◆ Work to be completed: Return the lines word for word from the start of the items through the line containing "<point>505,624</point>", both ends included, and leave the pictures out of your answer.

— Begin —

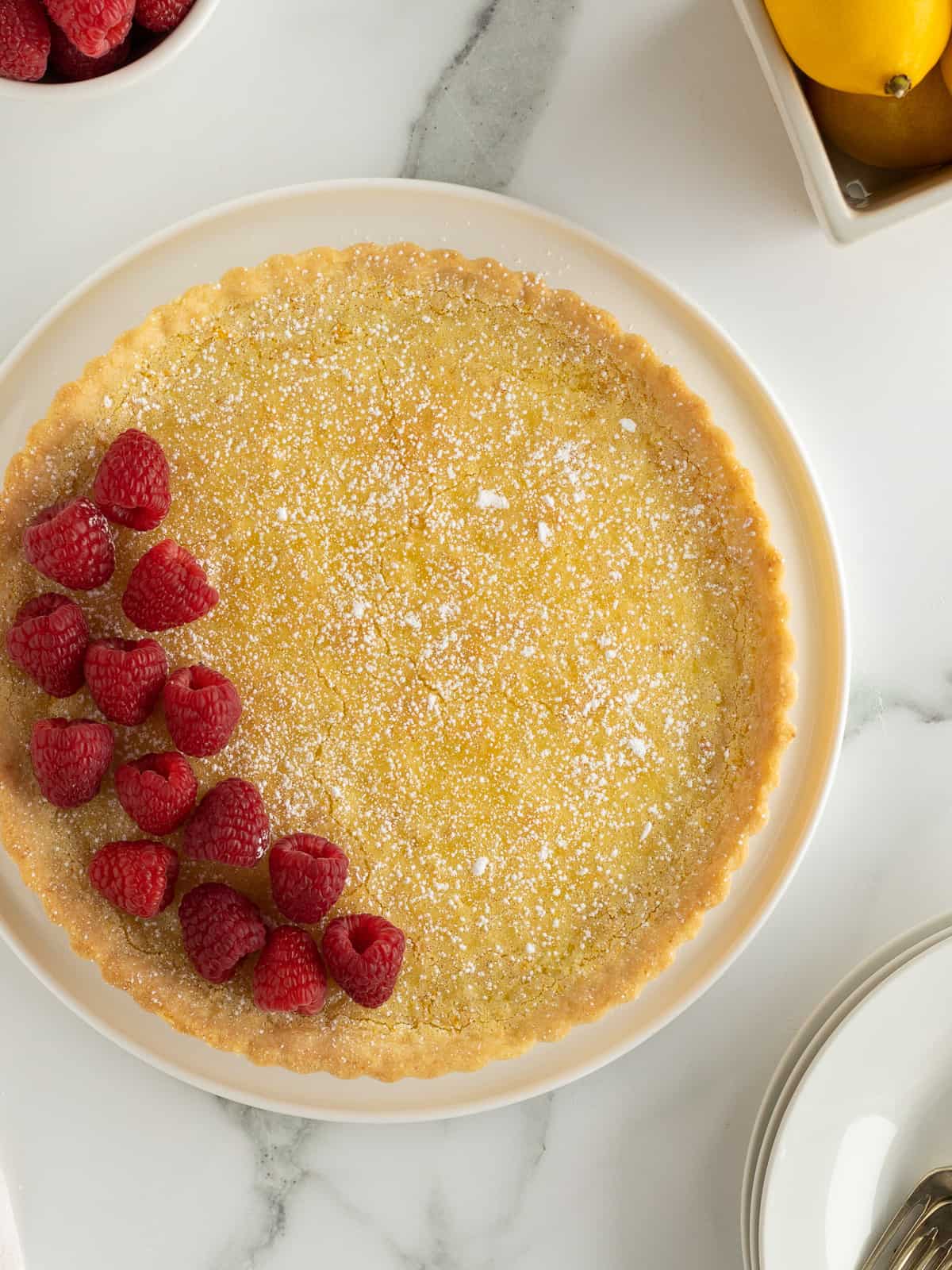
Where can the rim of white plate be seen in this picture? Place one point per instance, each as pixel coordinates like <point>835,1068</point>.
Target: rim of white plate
<point>812,1035</point>
<point>905,967</point>
<point>842,652</point>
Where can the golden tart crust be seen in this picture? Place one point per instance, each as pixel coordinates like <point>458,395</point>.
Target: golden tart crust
<point>505,616</point>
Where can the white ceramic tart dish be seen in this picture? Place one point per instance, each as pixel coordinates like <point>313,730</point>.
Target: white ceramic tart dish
<point>804,1049</point>
<point>505,616</point>
<point>535,567</point>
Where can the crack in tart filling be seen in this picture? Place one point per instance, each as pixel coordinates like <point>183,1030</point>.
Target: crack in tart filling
<point>505,624</point>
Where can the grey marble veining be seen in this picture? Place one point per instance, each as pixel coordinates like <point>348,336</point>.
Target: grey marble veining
<point>295,1162</point>
<point>482,108</point>
<point>869,705</point>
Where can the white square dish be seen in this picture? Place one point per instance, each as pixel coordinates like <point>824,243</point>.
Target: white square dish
<point>850,198</point>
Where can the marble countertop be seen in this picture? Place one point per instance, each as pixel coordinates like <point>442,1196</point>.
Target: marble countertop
<point>651,126</point>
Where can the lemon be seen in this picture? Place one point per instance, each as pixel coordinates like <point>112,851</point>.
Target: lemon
<point>885,133</point>
<point>882,48</point>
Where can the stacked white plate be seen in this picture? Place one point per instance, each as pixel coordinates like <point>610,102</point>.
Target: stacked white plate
<point>857,1113</point>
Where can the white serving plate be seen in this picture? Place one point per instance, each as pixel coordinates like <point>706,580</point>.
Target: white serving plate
<point>871,1117</point>
<point>804,1049</point>
<point>479,224</point>
<point>892,201</point>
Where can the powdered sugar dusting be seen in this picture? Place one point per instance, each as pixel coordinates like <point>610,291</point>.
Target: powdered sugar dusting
<point>422,683</point>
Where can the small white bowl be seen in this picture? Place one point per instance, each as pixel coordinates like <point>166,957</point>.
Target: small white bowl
<point>125,76</point>
<point>850,198</point>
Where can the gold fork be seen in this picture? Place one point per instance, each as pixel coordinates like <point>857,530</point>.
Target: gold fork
<point>919,1237</point>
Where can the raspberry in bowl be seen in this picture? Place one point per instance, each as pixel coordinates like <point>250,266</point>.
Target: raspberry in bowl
<point>88,48</point>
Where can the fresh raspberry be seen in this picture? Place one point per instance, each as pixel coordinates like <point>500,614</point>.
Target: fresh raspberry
<point>219,927</point>
<point>126,677</point>
<point>290,973</point>
<point>136,876</point>
<point>365,954</point>
<point>25,40</point>
<point>230,826</point>
<point>70,759</point>
<point>132,483</point>
<point>162,14</point>
<point>71,544</point>
<point>168,588</point>
<point>93,25</point>
<point>201,710</point>
<point>156,791</point>
<point>70,64</point>
<point>308,876</point>
<point>48,639</point>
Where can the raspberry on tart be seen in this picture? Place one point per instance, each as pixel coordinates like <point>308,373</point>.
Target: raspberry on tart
<point>70,759</point>
<point>126,677</point>
<point>136,876</point>
<point>365,954</point>
<point>202,709</point>
<point>230,826</point>
<point>220,926</point>
<point>132,484</point>
<point>48,641</point>
<point>167,588</point>
<point>290,973</point>
<point>71,544</point>
<point>156,791</point>
<point>308,876</point>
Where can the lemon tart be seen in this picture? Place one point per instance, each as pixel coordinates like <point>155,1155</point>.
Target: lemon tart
<point>505,616</point>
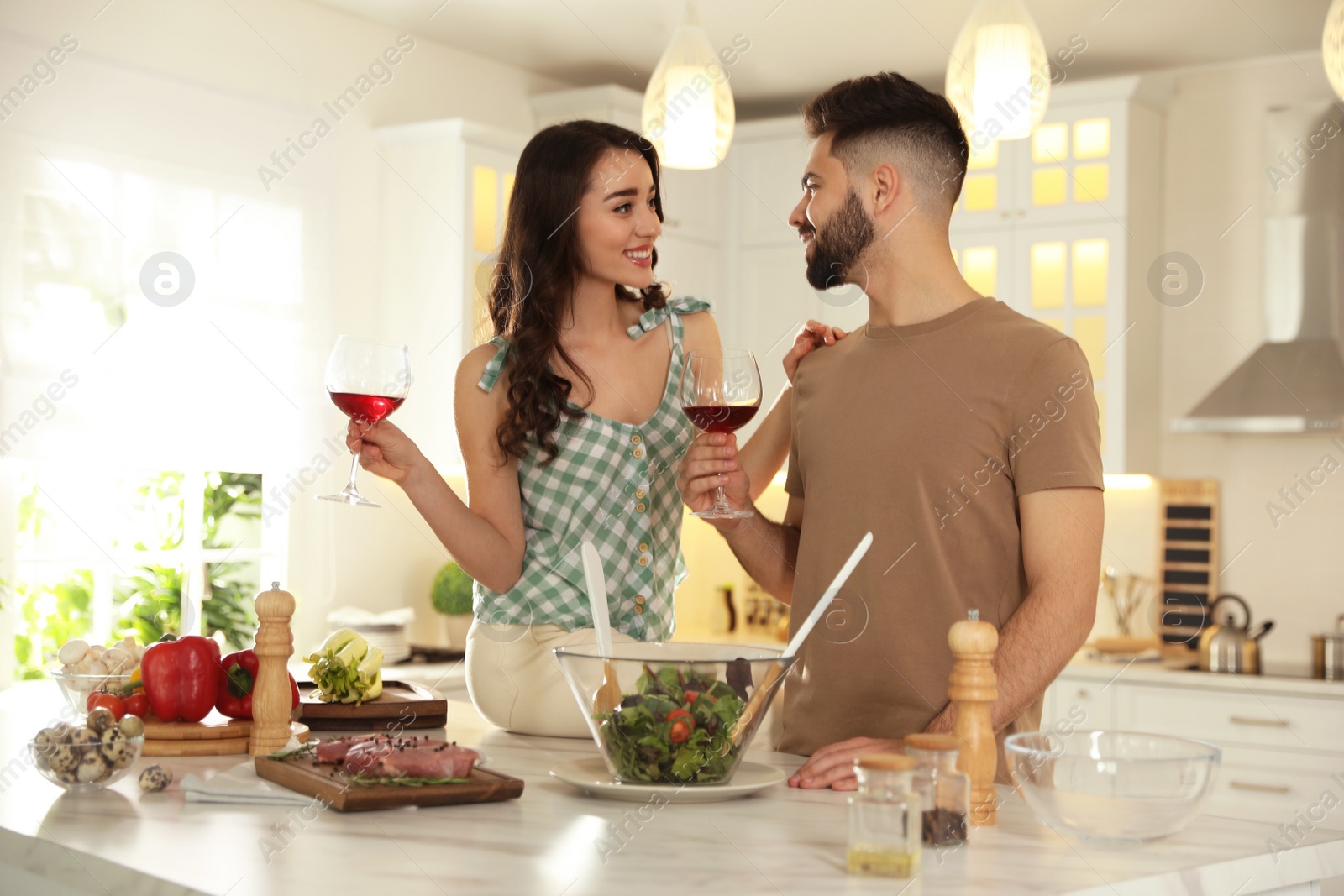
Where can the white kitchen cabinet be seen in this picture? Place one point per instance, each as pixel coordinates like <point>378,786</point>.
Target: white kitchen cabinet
<point>691,268</point>
<point>444,195</point>
<point>1066,698</point>
<point>1281,738</point>
<point>1062,226</point>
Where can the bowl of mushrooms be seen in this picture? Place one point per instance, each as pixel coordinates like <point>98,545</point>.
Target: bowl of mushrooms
<point>93,668</point>
<point>92,755</point>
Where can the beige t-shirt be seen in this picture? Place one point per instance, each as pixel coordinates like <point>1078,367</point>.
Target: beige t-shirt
<point>927,436</point>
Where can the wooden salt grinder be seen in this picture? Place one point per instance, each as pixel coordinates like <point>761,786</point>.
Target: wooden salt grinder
<point>974,687</point>
<point>272,698</point>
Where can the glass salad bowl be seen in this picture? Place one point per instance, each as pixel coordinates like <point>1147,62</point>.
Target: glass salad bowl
<point>1117,785</point>
<point>687,712</point>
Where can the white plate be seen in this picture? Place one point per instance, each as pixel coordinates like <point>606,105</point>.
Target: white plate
<point>591,777</point>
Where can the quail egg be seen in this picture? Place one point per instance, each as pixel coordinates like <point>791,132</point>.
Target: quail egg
<point>114,746</point>
<point>155,778</point>
<point>100,719</point>
<point>92,768</point>
<point>64,759</point>
<point>132,726</point>
<point>84,738</point>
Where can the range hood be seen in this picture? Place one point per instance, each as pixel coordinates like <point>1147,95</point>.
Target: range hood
<point>1294,380</point>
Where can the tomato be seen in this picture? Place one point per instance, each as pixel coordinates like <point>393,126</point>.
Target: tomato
<point>682,714</point>
<point>111,701</point>
<point>136,705</point>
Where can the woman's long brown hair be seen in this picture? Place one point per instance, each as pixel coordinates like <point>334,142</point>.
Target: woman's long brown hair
<point>538,271</point>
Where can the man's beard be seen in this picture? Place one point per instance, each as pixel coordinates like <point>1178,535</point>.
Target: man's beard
<point>839,244</point>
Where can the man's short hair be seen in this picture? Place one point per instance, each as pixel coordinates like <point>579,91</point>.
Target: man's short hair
<point>887,117</point>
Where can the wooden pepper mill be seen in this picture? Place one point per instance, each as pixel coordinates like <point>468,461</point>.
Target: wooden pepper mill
<point>974,687</point>
<point>272,698</point>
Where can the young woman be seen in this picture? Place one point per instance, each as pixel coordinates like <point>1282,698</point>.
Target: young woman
<point>570,427</point>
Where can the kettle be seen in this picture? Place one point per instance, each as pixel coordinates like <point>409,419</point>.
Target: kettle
<point>1226,647</point>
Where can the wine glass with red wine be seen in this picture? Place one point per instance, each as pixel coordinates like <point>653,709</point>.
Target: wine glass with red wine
<point>721,391</point>
<point>367,382</point>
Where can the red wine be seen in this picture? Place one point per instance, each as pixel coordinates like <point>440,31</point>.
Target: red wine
<point>366,409</point>
<point>721,418</point>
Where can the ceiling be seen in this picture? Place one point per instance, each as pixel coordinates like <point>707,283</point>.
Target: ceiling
<point>797,47</point>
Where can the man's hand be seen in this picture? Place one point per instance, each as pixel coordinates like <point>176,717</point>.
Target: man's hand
<point>812,336</point>
<point>712,461</point>
<point>832,766</point>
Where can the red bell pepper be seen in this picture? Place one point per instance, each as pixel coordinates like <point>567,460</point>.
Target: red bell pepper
<point>237,676</point>
<point>181,678</point>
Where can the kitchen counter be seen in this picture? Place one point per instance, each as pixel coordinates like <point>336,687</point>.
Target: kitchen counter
<point>1281,679</point>
<point>550,841</point>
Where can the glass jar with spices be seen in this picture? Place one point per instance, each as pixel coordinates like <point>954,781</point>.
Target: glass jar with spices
<point>885,819</point>
<point>944,792</point>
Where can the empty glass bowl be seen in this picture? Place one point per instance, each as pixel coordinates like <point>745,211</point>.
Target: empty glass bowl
<point>1112,783</point>
<point>687,711</point>
<point>84,768</point>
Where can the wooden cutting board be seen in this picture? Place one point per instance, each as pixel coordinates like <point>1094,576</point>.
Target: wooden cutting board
<point>401,705</point>
<point>335,788</point>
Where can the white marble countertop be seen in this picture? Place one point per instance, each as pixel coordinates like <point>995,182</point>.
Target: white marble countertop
<point>783,841</point>
<point>1285,680</point>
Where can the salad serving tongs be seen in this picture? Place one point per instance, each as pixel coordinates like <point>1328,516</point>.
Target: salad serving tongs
<point>776,669</point>
<point>608,696</point>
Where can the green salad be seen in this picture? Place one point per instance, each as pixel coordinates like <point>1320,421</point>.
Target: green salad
<point>678,728</point>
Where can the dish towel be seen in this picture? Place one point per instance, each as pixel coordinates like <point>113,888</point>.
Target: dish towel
<point>241,785</point>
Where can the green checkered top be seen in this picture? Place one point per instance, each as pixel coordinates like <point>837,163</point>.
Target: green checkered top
<point>613,484</point>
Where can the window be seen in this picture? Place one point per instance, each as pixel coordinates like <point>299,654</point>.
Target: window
<point>102,555</point>
<point>139,438</point>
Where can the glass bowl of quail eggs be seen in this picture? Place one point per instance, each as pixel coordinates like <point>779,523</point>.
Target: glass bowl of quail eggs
<point>91,755</point>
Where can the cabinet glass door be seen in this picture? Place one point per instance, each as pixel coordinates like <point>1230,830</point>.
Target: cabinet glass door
<point>1073,278</point>
<point>988,188</point>
<point>1073,165</point>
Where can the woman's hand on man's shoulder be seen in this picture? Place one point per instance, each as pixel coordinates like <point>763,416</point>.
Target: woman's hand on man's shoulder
<point>811,338</point>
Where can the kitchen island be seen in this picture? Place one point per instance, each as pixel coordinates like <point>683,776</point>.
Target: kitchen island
<point>561,842</point>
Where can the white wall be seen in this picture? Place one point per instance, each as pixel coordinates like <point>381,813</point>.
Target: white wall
<point>1214,170</point>
<point>289,56</point>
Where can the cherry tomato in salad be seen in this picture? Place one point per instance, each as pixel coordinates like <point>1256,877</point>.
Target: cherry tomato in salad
<point>136,705</point>
<point>682,714</point>
<point>109,701</point>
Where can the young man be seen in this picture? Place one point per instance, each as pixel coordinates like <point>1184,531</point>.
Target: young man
<point>961,432</point>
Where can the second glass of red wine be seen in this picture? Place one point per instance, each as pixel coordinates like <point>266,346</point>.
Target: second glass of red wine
<point>721,391</point>
<point>367,382</point>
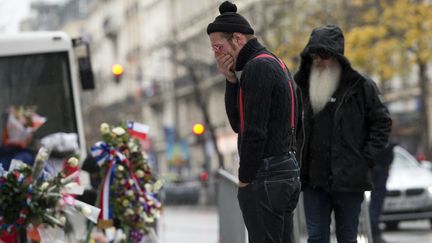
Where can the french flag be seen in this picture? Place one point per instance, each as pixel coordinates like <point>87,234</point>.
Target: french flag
<point>138,130</point>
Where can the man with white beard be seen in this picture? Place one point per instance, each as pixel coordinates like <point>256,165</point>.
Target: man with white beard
<point>345,125</point>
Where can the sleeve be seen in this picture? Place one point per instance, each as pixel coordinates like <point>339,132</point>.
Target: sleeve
<point>257,92</point>
<point>231,105</point>
<point>378,121</point>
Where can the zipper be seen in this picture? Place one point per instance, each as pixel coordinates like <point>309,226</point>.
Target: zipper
<point>343,97</point>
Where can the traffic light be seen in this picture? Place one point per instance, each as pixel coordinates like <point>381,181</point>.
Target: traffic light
<point>198,129</point>
<point>117,71</point>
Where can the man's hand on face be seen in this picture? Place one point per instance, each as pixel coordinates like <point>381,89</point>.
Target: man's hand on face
<point>225,65</point>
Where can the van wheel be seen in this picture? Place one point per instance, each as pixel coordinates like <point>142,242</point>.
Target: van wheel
<point>392,225</point>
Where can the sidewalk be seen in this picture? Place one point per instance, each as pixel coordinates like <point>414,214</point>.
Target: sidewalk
<point>188,224</point>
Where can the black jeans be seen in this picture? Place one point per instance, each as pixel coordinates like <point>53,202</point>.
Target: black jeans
<point>319,204</point>
<point>267,203</point>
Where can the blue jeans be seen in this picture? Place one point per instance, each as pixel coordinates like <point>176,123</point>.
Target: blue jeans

— End —

◆ Written solution:
Where can the rim of white plate be seen in this picture? Place one point per instance, each as pixel coordinates like <point>835,1068</point>.
Target: rim of white plate
<point>812,1035</point>
<point>905,967</point>
<point>842,652</point>
Where can the golden tart crust be seen in this picture? Place one point per instance, each as pixel coordinates like <point>458,395</point>.
Target: golden tart crust
<point>505,616</point>
Where can the white ceramic tart dish be seen in this picture? Place one point per instance, each as pixel coordinates like <point>313,730</point>.
Target: white ceramic tart dish
<point>804,1049</point>
<point>505,616</point>
<point>535,567</point>
Where can the crack in tart filling be seen in this picture? Place one point per instance, each as pixel coordinates like <point>183,1030</point>.
Target: crack in tart filling
<point>505,624</point>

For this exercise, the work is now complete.